## DIRECTION
Locate each line in the records below that contains the string "strap" and copy those lines.

## TASK DATA
** Begin **

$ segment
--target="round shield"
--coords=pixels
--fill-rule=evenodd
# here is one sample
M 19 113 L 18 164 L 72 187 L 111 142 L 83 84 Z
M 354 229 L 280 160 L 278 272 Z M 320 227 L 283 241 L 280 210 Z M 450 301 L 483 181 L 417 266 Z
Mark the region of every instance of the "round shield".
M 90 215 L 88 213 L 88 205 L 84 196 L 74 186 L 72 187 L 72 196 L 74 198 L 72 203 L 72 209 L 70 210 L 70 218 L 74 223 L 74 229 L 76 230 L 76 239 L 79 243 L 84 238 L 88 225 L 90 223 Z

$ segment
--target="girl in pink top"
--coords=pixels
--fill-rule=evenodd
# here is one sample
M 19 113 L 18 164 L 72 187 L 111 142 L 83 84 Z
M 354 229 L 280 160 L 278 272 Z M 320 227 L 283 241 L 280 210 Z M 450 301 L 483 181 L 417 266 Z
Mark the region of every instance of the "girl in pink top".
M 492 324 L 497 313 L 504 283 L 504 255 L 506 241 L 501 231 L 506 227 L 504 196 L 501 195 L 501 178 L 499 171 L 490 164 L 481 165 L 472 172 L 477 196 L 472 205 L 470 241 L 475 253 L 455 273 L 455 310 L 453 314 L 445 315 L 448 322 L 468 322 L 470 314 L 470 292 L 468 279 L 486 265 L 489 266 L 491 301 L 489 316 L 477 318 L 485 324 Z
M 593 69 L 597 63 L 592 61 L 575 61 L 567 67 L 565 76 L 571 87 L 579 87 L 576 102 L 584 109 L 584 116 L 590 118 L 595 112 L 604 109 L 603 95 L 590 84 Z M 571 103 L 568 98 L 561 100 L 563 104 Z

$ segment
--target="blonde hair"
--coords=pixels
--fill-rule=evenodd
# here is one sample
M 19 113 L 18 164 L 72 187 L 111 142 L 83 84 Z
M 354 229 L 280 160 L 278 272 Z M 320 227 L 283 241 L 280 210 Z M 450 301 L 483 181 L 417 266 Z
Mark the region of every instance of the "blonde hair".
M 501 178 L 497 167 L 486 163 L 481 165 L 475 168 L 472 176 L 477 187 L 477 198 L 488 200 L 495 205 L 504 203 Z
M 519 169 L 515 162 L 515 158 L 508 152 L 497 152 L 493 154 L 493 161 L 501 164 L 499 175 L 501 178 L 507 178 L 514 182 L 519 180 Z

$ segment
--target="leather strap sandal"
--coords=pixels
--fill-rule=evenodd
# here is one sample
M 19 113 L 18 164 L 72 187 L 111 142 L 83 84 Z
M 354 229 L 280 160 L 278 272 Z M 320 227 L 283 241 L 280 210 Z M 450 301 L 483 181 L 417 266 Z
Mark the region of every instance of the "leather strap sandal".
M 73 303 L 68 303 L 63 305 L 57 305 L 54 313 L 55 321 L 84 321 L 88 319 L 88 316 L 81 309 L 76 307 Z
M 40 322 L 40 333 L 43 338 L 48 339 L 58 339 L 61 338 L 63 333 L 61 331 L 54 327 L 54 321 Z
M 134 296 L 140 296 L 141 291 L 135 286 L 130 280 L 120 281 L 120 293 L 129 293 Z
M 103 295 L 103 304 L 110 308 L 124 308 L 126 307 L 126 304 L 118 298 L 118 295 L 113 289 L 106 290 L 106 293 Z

** End **
** Begin **

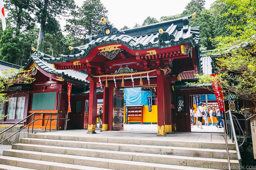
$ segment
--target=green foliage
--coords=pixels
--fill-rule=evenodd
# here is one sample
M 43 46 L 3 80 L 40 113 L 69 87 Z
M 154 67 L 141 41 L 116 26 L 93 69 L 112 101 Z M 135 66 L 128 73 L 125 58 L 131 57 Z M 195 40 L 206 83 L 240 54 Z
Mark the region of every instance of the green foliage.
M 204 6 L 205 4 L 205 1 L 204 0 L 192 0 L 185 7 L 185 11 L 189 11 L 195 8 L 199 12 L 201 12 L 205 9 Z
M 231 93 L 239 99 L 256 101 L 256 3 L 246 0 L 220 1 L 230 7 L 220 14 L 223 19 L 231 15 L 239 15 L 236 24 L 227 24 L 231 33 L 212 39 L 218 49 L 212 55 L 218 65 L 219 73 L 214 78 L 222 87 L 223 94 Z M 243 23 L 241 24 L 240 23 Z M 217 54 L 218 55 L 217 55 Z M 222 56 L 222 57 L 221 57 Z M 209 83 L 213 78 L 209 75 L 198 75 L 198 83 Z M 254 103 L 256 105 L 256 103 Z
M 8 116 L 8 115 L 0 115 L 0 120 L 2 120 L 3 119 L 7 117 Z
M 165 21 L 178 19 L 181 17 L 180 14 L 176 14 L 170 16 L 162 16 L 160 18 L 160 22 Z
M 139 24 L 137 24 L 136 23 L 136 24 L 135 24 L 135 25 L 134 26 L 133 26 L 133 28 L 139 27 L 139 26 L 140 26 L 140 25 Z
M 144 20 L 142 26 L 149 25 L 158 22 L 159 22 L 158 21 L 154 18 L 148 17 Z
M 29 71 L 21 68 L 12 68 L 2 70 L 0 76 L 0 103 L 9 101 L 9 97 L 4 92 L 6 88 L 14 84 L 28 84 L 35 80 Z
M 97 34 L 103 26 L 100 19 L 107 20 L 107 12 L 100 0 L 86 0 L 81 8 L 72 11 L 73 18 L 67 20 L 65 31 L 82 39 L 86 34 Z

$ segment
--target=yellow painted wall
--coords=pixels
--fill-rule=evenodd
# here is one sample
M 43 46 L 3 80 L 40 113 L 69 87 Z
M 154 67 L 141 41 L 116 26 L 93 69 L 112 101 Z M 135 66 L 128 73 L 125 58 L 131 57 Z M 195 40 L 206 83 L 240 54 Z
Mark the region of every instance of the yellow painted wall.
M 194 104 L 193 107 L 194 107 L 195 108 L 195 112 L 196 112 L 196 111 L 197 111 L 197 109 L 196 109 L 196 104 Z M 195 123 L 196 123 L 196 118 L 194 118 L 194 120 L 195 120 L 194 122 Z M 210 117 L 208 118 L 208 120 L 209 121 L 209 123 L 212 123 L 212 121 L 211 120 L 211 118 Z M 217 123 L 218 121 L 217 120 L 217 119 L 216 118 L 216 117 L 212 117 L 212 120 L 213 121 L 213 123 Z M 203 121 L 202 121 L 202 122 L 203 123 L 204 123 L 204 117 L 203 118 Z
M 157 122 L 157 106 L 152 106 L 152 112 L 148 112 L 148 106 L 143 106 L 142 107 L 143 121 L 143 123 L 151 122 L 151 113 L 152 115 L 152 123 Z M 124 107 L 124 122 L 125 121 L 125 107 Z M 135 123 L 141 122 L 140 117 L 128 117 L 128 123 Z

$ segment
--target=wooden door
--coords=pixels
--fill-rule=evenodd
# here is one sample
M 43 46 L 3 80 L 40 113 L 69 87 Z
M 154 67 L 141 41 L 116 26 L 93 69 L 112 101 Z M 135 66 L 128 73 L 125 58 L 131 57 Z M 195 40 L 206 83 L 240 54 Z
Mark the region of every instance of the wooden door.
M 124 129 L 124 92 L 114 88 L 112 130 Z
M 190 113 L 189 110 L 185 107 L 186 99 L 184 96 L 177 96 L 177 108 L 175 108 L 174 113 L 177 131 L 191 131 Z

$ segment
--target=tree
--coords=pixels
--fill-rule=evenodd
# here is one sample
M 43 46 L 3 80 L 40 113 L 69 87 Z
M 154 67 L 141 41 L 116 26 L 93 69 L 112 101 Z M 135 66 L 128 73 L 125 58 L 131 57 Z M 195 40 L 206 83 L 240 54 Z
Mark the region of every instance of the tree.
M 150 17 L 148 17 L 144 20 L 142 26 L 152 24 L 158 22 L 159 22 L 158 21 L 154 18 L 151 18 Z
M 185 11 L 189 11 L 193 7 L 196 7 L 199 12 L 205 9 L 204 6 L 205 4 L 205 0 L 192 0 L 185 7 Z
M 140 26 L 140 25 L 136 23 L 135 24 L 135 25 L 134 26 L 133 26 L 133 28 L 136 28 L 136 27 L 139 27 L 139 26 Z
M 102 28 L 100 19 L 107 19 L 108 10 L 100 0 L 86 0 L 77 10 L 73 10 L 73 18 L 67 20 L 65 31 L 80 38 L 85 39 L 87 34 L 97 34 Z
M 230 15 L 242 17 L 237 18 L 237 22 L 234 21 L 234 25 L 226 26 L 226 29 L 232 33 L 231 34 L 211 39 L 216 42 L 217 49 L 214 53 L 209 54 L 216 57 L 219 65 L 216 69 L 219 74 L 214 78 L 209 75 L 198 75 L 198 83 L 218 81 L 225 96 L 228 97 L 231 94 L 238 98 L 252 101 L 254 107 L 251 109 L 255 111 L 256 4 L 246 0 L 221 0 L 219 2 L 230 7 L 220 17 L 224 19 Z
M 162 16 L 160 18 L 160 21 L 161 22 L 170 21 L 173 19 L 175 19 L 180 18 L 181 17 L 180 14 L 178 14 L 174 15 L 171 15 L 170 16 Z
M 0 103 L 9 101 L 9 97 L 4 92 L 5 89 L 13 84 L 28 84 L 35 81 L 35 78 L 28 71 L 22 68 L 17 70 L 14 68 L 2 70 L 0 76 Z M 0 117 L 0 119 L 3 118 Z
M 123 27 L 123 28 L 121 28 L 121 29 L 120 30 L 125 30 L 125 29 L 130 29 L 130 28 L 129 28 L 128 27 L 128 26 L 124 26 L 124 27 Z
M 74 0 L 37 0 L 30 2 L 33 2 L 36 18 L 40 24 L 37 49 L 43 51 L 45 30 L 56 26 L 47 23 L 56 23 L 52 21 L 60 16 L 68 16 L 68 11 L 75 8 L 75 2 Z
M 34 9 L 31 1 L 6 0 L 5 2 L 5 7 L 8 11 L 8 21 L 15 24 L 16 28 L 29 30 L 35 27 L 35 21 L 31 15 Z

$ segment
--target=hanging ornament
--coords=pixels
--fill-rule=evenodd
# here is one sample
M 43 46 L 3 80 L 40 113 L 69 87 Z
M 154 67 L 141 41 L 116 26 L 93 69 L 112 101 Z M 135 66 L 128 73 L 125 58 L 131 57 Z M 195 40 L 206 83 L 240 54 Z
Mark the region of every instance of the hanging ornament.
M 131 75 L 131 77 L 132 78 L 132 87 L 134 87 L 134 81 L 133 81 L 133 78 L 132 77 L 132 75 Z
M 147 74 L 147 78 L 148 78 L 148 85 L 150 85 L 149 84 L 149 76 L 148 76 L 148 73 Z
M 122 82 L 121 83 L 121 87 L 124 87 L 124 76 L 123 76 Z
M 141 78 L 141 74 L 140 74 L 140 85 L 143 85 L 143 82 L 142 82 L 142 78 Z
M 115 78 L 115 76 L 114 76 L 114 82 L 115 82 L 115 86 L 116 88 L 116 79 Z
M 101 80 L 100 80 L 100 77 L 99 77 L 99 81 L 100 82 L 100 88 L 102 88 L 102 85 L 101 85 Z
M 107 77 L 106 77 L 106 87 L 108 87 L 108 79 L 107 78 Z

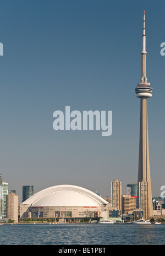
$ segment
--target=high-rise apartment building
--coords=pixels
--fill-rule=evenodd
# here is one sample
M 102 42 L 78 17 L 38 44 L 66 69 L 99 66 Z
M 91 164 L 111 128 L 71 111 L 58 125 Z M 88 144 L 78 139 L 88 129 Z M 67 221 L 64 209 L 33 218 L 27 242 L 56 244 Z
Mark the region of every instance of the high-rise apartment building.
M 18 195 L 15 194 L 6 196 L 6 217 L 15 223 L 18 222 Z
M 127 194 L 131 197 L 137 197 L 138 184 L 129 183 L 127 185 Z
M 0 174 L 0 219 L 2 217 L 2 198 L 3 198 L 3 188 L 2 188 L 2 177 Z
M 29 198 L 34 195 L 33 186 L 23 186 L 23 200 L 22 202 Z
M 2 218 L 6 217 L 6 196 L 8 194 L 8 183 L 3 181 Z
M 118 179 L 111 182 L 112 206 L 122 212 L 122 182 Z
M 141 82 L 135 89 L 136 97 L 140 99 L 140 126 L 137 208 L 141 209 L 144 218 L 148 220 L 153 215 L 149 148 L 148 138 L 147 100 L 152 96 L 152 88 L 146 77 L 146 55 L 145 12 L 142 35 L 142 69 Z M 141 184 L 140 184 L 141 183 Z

** End **

## THE RESULT
--target="leather strap sandal"
Mark the region of every instance of the "leather strap sandal".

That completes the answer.